Problem statement.
Go to the line that contains "# locate the truck windshield: one" in the records below and repeat it, and each line after it, exactly through the end, omitting pictures.

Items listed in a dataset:
-=-=-=-=-

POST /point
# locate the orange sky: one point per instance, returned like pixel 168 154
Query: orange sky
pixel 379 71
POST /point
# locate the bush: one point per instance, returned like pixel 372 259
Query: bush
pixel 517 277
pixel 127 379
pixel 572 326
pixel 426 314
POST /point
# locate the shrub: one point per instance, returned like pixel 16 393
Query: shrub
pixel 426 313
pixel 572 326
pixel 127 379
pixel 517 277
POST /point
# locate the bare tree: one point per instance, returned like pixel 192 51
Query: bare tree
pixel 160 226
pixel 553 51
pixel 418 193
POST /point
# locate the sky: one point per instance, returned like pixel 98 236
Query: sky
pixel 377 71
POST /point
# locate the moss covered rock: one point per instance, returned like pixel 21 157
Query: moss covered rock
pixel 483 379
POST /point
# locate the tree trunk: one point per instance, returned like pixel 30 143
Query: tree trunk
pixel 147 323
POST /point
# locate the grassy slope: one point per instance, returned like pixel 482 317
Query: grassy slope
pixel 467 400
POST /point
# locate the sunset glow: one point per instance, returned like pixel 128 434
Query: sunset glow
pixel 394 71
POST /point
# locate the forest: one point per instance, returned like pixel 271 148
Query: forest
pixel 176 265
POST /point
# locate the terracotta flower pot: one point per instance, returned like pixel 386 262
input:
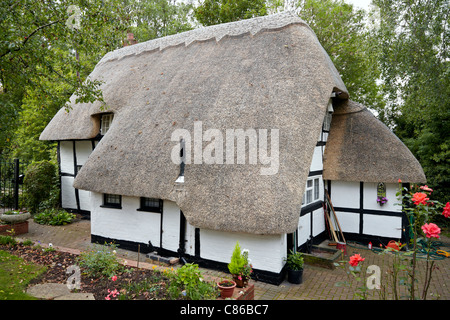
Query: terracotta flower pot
pixel 15 218
pixel 240 283
pixel 226 288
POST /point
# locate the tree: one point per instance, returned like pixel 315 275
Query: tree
pixel 413 36
pixel 210 12
pixel 343 33
pixel 49 48
pixel 160 18
pixel 42 44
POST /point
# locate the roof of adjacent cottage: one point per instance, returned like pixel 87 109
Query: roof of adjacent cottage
pixel 361 148
pixel 264 73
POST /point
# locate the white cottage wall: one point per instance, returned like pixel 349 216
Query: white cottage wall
pixel 68 200
pixel 359 212
pixel 266 252
pixel 71 154
pixel 127 223
pixel 66 157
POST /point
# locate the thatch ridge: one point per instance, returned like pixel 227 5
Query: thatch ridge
pixel 361 148
pixel 264 79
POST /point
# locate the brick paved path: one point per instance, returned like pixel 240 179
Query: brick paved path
pixel 318 283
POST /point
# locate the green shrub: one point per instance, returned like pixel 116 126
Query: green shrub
pixel 238 260
pixel 5 240
pixel 40 179
pixel 188 279
pixel 54 217
pixel 100 261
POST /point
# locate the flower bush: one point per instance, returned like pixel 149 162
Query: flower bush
pixel 420 211
pixel 355 260
pixel 100 261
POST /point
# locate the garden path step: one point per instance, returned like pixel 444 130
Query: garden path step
pixel 57 291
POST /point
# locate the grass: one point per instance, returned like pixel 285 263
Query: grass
pixel 15 274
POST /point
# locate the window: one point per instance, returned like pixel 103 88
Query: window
pixel 112 201
pixel 105 122
pixel 327 122
pixel 151 204
pixel 316 189
pixel 312 191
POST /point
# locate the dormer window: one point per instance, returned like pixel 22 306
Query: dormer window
pixel 105 122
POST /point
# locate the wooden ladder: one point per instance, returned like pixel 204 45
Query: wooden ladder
pixel 331 216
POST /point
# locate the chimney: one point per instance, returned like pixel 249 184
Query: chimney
pixel 130 40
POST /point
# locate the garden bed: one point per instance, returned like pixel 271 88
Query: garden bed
pixel 132 283
pixel 16 228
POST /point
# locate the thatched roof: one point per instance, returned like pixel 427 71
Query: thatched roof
pixel 264 73
pixel 362 148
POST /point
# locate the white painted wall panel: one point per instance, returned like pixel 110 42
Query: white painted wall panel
pixel 304 229
pixel 316 163
pixel 348 221
pixel 83 150
pixel 345 194
pixel 66 156
pixel 383 226
pixel 370 197
pixel 85 201
pixel 318 222
pixel 266 252
pixel 126 223
pixel 68 199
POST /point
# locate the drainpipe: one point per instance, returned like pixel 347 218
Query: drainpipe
pixel 182 244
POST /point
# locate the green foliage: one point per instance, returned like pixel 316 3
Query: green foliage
pixel 40 178
pixel 413 39
pixel 188 279
pixel 348 40
pixel 294 261
pixel 15 275
pixel 100 261
pixel 54 217
pixel 210 12
pixel 238 260
pixel 8 240
pixel 160 18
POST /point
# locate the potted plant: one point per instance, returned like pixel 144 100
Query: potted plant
pixel 240 267
pixel 226 288
pixel 14 222
pixel 294 265
pixel 15 216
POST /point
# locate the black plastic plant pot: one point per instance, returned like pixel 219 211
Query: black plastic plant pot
pixel 295 276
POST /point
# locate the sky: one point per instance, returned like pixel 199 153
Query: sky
pixel 362 4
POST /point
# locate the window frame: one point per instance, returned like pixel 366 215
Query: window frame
pixel 312 190
pixel 144 207
pixel 103 117
pixel 109 204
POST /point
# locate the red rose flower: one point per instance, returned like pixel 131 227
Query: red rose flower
pixel 446 212
pixel 420 198
pixel 431 230
pixel 355 259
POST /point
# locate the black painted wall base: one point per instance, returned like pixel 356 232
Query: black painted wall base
pixel 258 275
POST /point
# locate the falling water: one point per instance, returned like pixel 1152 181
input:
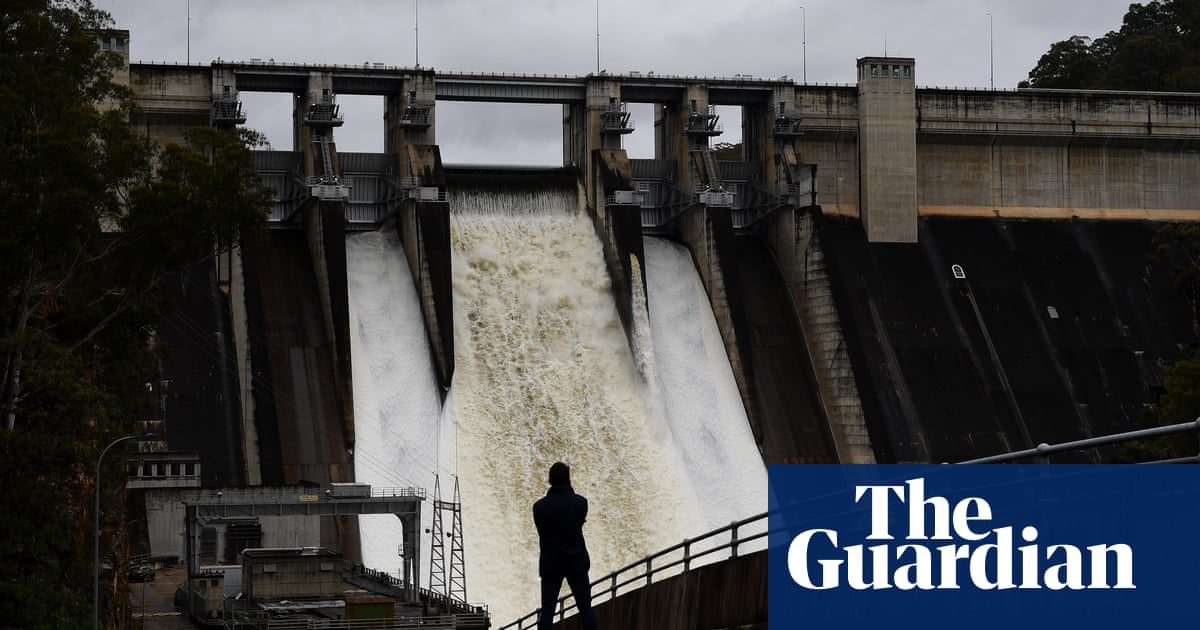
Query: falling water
pixel 658 441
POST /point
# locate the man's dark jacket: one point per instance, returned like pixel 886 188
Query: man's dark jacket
pixel 559 519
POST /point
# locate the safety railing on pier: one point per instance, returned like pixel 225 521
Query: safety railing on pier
pixel 1044 450
pixel 743 537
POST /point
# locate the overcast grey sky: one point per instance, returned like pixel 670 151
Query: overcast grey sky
pixel 955 43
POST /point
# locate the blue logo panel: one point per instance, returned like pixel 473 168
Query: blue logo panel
pixel 984 546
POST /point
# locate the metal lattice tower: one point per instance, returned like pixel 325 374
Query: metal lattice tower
pixel 437 550
pixel 457 558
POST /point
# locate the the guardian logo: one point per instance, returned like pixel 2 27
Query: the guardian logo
pixel 948 546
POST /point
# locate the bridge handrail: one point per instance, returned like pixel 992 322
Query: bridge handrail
pixel 1044 449
pixel 647 564
pixel 610 586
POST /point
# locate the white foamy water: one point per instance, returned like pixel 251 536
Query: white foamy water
pixel 659 443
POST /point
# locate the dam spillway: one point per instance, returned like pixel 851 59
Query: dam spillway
pixel 544 372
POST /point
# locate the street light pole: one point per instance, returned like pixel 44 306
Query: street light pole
pixel 991 58
pixel 95 577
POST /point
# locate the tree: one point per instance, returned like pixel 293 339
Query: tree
pixel 93 219
pixel 1068 64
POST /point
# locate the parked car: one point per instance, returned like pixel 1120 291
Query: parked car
pixel 142 573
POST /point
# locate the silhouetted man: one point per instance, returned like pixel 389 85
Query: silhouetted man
pixel 559 519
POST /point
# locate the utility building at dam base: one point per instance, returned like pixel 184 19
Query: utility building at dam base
pixel 899 274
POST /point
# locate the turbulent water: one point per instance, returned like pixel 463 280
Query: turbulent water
pixel 657 437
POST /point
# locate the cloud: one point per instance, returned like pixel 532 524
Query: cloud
pixel 949 40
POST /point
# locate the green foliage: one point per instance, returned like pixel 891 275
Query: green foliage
pixel 727 151
pixel 1157 49
pixel 93 219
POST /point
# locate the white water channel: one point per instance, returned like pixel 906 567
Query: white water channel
pixel 658 442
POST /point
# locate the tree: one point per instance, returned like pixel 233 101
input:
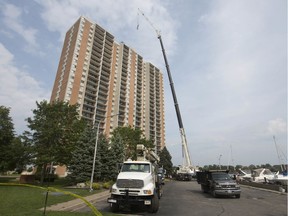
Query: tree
pixel 81 163
pixel 165 161
pixel 55 129
pixel 6 138
pixel 82 158
pixel 131 137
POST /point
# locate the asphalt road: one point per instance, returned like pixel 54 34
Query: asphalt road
pixel 186 198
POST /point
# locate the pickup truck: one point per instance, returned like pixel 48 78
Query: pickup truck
pixel 218 183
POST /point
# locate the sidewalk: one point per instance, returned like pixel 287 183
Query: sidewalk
pixel 76 204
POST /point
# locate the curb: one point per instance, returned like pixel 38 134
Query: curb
pixel 75 204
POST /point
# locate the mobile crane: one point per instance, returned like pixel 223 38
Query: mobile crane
pixel 186 170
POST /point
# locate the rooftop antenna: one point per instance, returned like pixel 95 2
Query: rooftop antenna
pixel 187 161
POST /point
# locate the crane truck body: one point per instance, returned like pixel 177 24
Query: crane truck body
pixel 137 183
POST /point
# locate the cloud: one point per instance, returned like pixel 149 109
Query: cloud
pixel 18 90
pixel 12 18
pixel 277 126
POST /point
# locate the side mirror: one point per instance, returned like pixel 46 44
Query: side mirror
pixel 119 166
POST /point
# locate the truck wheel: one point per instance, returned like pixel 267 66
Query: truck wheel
pixel 153 208
pixel 203 188
pixel 214 194
pixel 114 207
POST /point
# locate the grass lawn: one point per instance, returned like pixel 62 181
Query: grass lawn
pixel 19 200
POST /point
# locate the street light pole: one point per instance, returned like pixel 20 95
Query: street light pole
pixel 219 161
pixel 94 159
pixel 95 151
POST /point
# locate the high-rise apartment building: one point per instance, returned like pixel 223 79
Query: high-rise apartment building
pixel 107 78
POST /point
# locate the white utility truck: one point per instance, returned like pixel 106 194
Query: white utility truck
pixel 137 183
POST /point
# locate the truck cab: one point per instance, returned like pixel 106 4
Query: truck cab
pixel 137 184
pixel 218 183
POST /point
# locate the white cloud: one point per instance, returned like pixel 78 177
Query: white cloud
pixel 18 90
pixel 13 21
pixel 277 126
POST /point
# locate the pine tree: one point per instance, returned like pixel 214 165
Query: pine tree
pixel 82 157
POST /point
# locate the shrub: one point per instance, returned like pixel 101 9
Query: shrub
pixel 107 185
pixel 96 186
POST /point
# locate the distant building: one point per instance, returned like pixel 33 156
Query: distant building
pixel 106 78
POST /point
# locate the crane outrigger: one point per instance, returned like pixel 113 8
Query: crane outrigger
pixel 186 170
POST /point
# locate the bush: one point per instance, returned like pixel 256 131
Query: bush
pixel 96 186
pixel 107 185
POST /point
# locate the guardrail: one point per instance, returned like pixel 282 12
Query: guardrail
pixel 279 188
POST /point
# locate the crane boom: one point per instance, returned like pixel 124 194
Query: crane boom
pixel 187 162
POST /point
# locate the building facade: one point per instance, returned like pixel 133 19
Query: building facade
pixel 113 84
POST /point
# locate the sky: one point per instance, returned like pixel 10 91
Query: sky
pixel 228 60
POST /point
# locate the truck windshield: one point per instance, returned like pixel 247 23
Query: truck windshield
pixel 220 176
pixel 135 168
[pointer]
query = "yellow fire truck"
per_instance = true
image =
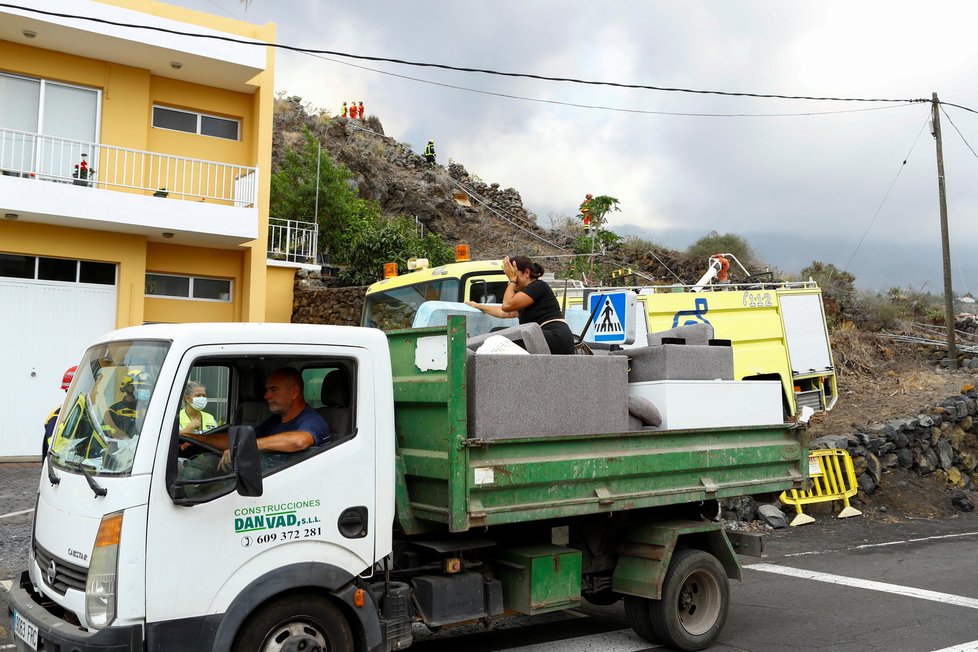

-=-=-=-=-

Answer.
# locate the truck windshield: one point per instance, returned like pixel 247 23
Query: truck windshield
pixel 220 176
pixel 135 168
[pointer]
query = "yellow fire truck"
per_instance = true
image =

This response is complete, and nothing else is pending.